• _Task objective_: An exact copy of every record is needed, with all pictures omitted.

[[ Data for analysis, beginning ]]

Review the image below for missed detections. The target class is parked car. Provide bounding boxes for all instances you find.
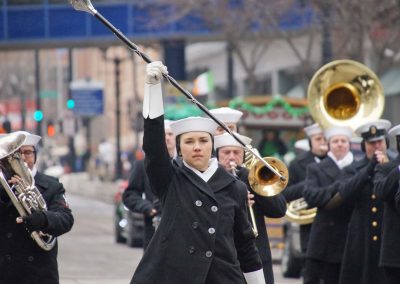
[113,179,144,248]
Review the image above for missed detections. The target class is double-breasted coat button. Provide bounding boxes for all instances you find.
[6,232,12,239]
[208,228,215,234]
[205,251,213,258]
[372,221,378,227]
[195,200,203,207]
[5,254,11,261]
[192,222,199,229]
[371,194,376,199]
[211,206,218,212]
[373,235,378,241]
[188,246,195,254]
[372,207,378,213]
[27,256,34,262]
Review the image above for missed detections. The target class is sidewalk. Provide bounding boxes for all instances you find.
[59,172,120,204]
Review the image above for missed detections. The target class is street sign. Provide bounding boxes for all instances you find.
[69,79,104,117]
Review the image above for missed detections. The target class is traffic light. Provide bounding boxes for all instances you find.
[47,121,56,137]
[33,110,44,122]
[67,99,75,109]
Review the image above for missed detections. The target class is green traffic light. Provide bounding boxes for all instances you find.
[67,99,75,109]
[33,110,43,122]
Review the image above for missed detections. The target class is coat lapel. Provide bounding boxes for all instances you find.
[207,166,236,193]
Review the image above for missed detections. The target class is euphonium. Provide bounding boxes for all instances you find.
[0,132,56,251]
[285,59,384,225]
[243,146,289,236]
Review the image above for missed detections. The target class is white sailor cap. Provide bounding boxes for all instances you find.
[170,117,218,136]
[209,107,243,123]
[388,124,400,138]
[214,132,252,150]
[304,123,323,137]
[324,126,353,141]
[164,119,173,130]
[354,119,391,142]
[15,131,41,147]
[294,138,310,151]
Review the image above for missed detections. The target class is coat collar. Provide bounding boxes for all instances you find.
[173,158,236,200]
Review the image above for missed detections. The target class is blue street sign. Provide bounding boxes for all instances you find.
[69,80,104,117]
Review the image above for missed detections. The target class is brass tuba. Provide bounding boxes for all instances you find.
[243,146,289,236]
[0,132,56,251]
[285,59,384,224]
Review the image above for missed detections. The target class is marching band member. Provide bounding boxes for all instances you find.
[283,123,328,266]
[336,119,391,284]
[374,124,400,284]
[303,126,354,284]
[130,61,265,284]
[122,120,175,249]
[0,131,74,284]
[214,132,287,284]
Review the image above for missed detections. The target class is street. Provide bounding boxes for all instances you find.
[57,190,302,284]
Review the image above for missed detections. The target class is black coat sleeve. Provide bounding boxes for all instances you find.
[374,161,400,202]
[122,160,154,216]
[143,115,174,201]
[41,178,74,237]
[233,180,263,273]
[303,164,339,208]
[338,163,370,204]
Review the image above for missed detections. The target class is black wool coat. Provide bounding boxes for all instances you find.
[303,157,353,263]
[123,159,160,249]
[338,157,385,284]
[0,172,74,284]
[374,155,400,268]
[131,116,262,284]
[236,166,287,284]
[283,151,319,252]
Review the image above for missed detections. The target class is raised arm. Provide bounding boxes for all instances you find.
[142,62,174,199]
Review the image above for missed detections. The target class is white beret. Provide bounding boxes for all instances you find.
[170,117,217,136]
[210,107,243,123]
[389,124,400,138]
[324,126,353,141]
[354,119,391,142]
[214,132,252,150]
[15,131,41,147]
[304,123,323,137]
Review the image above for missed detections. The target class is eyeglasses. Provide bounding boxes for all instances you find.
[20,150,36,157]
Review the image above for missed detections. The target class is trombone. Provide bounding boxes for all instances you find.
[69,0,287,184]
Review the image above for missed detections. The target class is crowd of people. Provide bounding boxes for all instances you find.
[2,60,400,284]
[122,61,400,284]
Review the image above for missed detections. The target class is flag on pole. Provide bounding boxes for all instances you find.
[192,71,214,96]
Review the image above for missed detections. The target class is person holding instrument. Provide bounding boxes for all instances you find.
[215,132,287,284]
[374,124,400,283]
[0,131,74,284]
[131,61,265,284]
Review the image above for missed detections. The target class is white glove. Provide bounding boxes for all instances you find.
[146,61,168,85]
[243,269,266,284]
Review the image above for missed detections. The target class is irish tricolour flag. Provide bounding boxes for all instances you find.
[192,71,214,96]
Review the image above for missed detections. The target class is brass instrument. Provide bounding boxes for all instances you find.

[[ Data for analysis, end ]]

• _Response area_:
Review the image below for missed detections. The target class is parked car. Provide bounding boxes for all instances you find.
[113,179,144,248]
Review the image above for missed detections. The target class is double-breasted coat button. Provide bounding boxes for all instances you find.
[6,232,12,239]
[208,228,215,234]
[205,251,213,258]
[372,221,378,227]
[195,200,203,207]
[5,254,11,261]
[192,222,199,229]
[371,194,376,199]
[211,206,218,212]
[373,235,378,241]
[188,246,195,254]
[372,207,378,213]
[27,256,34,262]
Review the image above for missed detections. The target class is sidewalk. Provide bounding boxes for all instances you find.
[59,172,120,204]
Review the image above for missed detections. The target class is street sign. Provide bounding boxes for all instances you find.
[69,79,104,117]
Review the image above for missed detections. The target class is traffic light. Provide bounding boxes for all instances you find.
[47,121,56,137]
[33,110,44,122]
[67,99,75,109]
Review the image above for missed detections. The target class is green traffic light. Provide bounding boxes for all instances you find.
[67,99,75,109]
[33,110,43,122]
Review the image above for missed detections. The target class is coat lapel. Provide bounding boxes for all instances you find.
[207,166,236,193]
Review the image above for missed detections. The target class is euphonium. Provide bounding boxes for all instances you find.
[0,132,56,251]
[285,59,384,225]
[243,146,289,236]
Review the image above for missed detections. The target class is white sailor cap. Provide bounding boxes for all instances you find.
[170,117,218,136]
[209,107,243,123]
[388,124,400,138]
[214,132,252,150]
[304,123,323,137]
[324,126,353,141]
[164,119,173,130]
[354,119,391,142]
[15,131,41,147]
[294,138,310,151]
Review the image above for missed detections. The target class is coat collar. Provide bounding boxes for all instances you find.
[173,158,236,200]
Review the image above for missed detections. The target class is blue street sign. Provide bounding boxes for all instances you find.
[69,80,104,117]
Review the image above for missed detections. The target class is brass tuba. Provide bounding boxes for all instances you find.
[243,146,289,236]
[0,132,56,251]
[285,59,384,224]
Review the image above for missed detections. The target class is marching band member. Provide bounding boxes for all instances you find.
[283,123,328,266]
[336,119,391,284]
[374,124,400,284]
[303,126,354,284]
[130,61,265,284]
[122,120,175,249]
[0,131,74,284]
[214,132,287,284]
Review the image above for missed detections. The target class is street. Provide bounding boxes for all instances you find.
[57,190,302,284]
Review the image above for missed detections. The target class is black coat sleeve. Provide bounding boxes for all instances you find.
[374,161,400,202]
[122,160,154,216]
[143,115,174,201]
[41,178,74,237]
[233,180,263,273]
[303,164,339,208]
[338,163,370,204]
Review the image above for missed detections. The target class is black wool coat. Provide bounding boxes for all instances you find.
[303,157,353,263]
[123,159,160,249]
[338,157,385,284]
[0,172,74,284]
[374,155,400,268]
[131,116,262,284]
[236,166,287,284]
[283,151,319,252]
Review the image above for missed detections. The target class is raised arm. Provide bounding boxes for all instances you find.
[142,62,174,199]
Review the image above for missed detections. The target class is white beret. Provide bounding boxes for all instances you find.
[170,117,217,136]
[210,107,243,123]
[389,124,400,138]
[324,126,353,141]
[354,119,391,142]
[214,132,252,150]
[15,131,41,147]
[304,123,323,137]
Review the image above for missed detections. The target class is eyeglasses. Provide bounding boxes for all instances you find.
[20,150,36,157]
Review the image above for missed detections. The target class is trombone. Provide bounding boxes for all instances you find.
[69,0,287,184]
Review the image above for missed detections. The target class is crowd of people. Provide bounding boxes for all instances you find.
[2,60,400,284]
[122,61,400,284]
Review the image above for missed detections. The target class is flag on pole. Provide bounding boxes for all instances you find.
[192,71,214,96]
Review the image above for missed detections. The target class is person holding instrument. Provide bounding boxes for all instances you find.
[215,132,287,284]
[374,124,400,283]
[0,131,74,284]
[131,61,265,284]
Review the image above for missed detections. The target class is white glove. Provide bounding boxes for all instances you find.
[146,61,168,85]
[243,269,266,284]
Review the image above for missed detections. The target class is irish tricolour flag. Provide bounding boxes for all instances you find.
[192,71,214,96]
Review the image above for missed detections. The target class is brass instrument. Provide bounding boxes for all instances you find.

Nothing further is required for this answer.